Beginning at the line with "Expected output: one point per instance of the open", output each line to the end of the listing below exactly, please.

Data to use
_ _ _ _ _

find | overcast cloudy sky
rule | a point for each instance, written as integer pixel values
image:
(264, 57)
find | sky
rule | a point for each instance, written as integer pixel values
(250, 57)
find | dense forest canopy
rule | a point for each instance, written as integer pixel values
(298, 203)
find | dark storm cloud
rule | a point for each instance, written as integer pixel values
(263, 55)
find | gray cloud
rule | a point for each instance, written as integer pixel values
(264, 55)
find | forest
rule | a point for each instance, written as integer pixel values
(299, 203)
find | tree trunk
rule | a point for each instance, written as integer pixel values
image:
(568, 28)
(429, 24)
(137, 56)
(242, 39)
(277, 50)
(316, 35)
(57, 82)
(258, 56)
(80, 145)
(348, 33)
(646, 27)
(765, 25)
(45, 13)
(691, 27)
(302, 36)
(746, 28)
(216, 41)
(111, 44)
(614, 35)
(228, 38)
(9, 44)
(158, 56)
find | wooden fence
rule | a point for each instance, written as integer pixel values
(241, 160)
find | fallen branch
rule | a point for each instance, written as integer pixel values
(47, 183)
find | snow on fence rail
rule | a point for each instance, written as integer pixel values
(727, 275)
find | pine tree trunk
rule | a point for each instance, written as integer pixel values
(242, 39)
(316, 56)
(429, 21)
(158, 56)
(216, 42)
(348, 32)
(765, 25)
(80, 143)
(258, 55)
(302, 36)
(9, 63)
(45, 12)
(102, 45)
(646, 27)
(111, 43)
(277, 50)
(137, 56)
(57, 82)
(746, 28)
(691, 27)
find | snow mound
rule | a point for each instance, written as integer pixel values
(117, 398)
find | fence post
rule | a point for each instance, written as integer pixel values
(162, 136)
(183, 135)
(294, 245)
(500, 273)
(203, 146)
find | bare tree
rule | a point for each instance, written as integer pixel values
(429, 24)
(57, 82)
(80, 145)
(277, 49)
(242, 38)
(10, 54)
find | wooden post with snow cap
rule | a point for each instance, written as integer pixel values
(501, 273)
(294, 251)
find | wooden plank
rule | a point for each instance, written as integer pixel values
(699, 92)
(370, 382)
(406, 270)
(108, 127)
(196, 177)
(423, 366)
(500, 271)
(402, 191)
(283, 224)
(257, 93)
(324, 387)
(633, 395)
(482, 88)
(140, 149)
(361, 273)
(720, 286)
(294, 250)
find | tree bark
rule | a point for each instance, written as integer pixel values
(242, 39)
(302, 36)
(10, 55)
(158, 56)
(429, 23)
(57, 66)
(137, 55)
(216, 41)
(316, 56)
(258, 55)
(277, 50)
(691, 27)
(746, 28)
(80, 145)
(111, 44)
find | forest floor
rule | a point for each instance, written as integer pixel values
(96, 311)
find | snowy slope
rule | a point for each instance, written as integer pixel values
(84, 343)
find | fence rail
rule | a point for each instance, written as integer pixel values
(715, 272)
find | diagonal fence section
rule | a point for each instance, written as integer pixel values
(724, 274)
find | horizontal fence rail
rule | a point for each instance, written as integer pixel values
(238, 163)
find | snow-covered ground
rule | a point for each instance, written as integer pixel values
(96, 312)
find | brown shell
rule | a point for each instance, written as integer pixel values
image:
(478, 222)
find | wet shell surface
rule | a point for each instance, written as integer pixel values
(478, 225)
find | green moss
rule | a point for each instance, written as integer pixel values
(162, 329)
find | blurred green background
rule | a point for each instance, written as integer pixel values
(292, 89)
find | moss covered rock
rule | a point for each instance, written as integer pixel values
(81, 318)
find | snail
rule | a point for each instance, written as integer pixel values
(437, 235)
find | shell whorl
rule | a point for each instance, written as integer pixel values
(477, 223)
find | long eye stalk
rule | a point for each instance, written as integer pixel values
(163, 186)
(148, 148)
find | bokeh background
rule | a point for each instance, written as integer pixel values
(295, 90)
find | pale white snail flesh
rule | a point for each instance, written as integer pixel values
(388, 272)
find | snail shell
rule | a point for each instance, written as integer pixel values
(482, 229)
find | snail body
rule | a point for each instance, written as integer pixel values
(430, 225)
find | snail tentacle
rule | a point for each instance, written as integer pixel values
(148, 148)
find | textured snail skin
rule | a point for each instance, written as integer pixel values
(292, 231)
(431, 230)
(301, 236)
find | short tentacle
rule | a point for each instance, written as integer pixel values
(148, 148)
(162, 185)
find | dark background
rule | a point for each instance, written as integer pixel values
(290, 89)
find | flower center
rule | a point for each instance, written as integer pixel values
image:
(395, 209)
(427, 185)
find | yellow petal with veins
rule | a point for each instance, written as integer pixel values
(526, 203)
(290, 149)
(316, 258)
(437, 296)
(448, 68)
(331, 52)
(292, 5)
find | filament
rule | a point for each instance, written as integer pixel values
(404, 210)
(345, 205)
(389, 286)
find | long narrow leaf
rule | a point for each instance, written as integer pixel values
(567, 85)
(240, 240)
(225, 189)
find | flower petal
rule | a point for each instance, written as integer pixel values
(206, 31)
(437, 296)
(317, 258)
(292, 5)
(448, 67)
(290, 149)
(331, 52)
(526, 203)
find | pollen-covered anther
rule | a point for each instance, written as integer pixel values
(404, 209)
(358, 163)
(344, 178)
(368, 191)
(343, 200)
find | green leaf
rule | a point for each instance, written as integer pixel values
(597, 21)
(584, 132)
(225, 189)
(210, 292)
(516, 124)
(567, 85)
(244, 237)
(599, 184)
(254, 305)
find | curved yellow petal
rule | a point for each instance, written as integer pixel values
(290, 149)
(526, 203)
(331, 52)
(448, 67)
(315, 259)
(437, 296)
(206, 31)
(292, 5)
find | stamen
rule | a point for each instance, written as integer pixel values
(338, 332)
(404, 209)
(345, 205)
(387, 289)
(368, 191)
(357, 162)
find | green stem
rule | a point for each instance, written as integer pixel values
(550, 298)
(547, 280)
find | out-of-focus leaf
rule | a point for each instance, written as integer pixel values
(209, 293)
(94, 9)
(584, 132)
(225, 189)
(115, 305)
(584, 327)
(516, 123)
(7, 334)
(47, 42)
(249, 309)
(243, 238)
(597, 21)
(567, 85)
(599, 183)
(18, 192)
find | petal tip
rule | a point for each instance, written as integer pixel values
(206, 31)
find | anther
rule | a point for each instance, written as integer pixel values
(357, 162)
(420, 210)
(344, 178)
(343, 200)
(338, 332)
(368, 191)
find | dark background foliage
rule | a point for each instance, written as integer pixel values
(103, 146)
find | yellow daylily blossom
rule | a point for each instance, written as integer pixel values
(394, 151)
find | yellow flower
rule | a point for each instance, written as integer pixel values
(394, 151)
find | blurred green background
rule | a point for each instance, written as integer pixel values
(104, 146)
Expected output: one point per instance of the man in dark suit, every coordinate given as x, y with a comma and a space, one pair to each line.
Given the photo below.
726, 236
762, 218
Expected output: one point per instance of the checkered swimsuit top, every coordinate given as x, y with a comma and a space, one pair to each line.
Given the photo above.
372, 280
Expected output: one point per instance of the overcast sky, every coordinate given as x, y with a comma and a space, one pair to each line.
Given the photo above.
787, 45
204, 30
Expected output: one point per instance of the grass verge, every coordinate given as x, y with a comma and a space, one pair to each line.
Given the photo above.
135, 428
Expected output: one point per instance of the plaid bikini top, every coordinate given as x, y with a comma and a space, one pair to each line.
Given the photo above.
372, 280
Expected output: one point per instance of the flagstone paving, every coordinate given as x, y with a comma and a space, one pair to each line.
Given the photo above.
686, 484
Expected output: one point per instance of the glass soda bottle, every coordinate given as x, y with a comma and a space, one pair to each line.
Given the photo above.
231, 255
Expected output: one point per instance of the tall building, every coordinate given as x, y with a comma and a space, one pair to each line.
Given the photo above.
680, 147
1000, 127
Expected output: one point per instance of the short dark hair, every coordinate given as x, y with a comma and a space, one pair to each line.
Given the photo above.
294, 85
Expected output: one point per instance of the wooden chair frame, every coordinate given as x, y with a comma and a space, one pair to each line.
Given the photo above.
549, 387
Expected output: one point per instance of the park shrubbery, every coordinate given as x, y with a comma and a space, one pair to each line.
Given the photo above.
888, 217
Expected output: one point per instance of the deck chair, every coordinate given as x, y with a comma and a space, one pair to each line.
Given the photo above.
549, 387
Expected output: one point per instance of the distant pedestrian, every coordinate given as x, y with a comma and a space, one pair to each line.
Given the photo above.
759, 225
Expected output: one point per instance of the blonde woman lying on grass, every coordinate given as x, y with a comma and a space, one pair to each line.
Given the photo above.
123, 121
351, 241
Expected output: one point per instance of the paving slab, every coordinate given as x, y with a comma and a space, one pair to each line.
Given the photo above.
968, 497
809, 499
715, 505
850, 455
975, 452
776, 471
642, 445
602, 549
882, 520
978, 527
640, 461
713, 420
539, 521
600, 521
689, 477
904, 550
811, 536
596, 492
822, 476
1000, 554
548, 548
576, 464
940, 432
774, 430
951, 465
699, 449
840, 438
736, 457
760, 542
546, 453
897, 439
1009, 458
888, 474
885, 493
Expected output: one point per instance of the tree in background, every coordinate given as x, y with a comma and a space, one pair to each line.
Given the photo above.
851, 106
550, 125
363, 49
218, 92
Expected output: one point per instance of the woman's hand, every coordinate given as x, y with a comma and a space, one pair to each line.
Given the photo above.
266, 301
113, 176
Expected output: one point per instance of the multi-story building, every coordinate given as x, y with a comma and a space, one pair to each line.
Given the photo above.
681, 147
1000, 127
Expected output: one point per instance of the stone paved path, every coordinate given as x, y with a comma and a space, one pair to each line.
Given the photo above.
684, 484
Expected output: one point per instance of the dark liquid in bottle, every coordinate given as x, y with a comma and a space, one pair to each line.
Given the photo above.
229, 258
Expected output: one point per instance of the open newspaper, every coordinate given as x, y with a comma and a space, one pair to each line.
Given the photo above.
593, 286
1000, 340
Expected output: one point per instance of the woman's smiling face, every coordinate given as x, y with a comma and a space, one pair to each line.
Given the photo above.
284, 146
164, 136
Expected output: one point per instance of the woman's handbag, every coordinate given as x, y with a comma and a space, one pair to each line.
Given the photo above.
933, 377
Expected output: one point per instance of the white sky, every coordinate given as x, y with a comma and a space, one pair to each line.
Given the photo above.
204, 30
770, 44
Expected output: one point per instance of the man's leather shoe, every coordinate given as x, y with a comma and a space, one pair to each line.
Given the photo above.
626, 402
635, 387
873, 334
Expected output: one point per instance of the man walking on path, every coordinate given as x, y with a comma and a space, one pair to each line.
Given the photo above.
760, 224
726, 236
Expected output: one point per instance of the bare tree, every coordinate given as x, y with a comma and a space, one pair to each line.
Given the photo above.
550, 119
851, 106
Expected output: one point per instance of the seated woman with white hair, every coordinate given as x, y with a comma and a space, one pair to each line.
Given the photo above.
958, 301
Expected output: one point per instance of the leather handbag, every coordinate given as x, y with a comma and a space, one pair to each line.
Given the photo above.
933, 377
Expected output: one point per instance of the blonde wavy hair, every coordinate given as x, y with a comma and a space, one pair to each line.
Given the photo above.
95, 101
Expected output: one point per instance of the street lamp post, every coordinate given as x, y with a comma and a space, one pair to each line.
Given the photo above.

_ _ _ _ _

Output
Expected output: one point per instance of the open newspaper, every coordinate given as x, y with a comma and a space, one pair to each line.
Given the photo above.
593, 286
1000, 340
Expected output: one point per instance of the woman's smiling face, every coordinate given as x, y with a comma and a space, one pair to each line.
Given the photo above.
284, 146
164, 136
Expected output: one point per instance of the woman's handbag, every coordinate given as x, y with a comma and a space, one pair to each line.
Given the photo above.
933, 377
Expected output: one point per instance of the white sky, every coordinate given as x, y with a comma and a space, one pair to each line.
Given the photo above.
204, 30
770, 44
Expected output: one point per instance of the man's leather shoe, every coordinate given as x, y with a comma and a space, one pair to each line.
Given the photo above.
626, 402
635, 387
873, 334
Expected output: one point per instance of the man walking on path, every coordinate given as x, y with a comma and a space, one pair to each line.
Given the photo above.
760, 224
726, 236
Expected output: one point per instance of the bare tree, every coordinate given as x, y with a comma and a space, one pair to each line.
Given the photo above.
550, 119
851, 106
Expected output: one point per instance of the seated woman with white hair, every coordinate given as x, y with a comma and a space, one pair to each line.
Given the photo above.
958, 301
Expected output: one point per instance of the leather handbag, every coordinate given as x, y with a comma and a space, one pair to each line.
Given the photo above.
933, 377
Expected output: one point per instance of the blonde wavy hair, every coordinate given as x, y with a comma and a space, one pair to each line.
Given the photo above.
95, 101
Expected output: one point per instance of the street lamp post, every coordinate given as x, y with a comma and a space, one pair to each line.
Given the photo above.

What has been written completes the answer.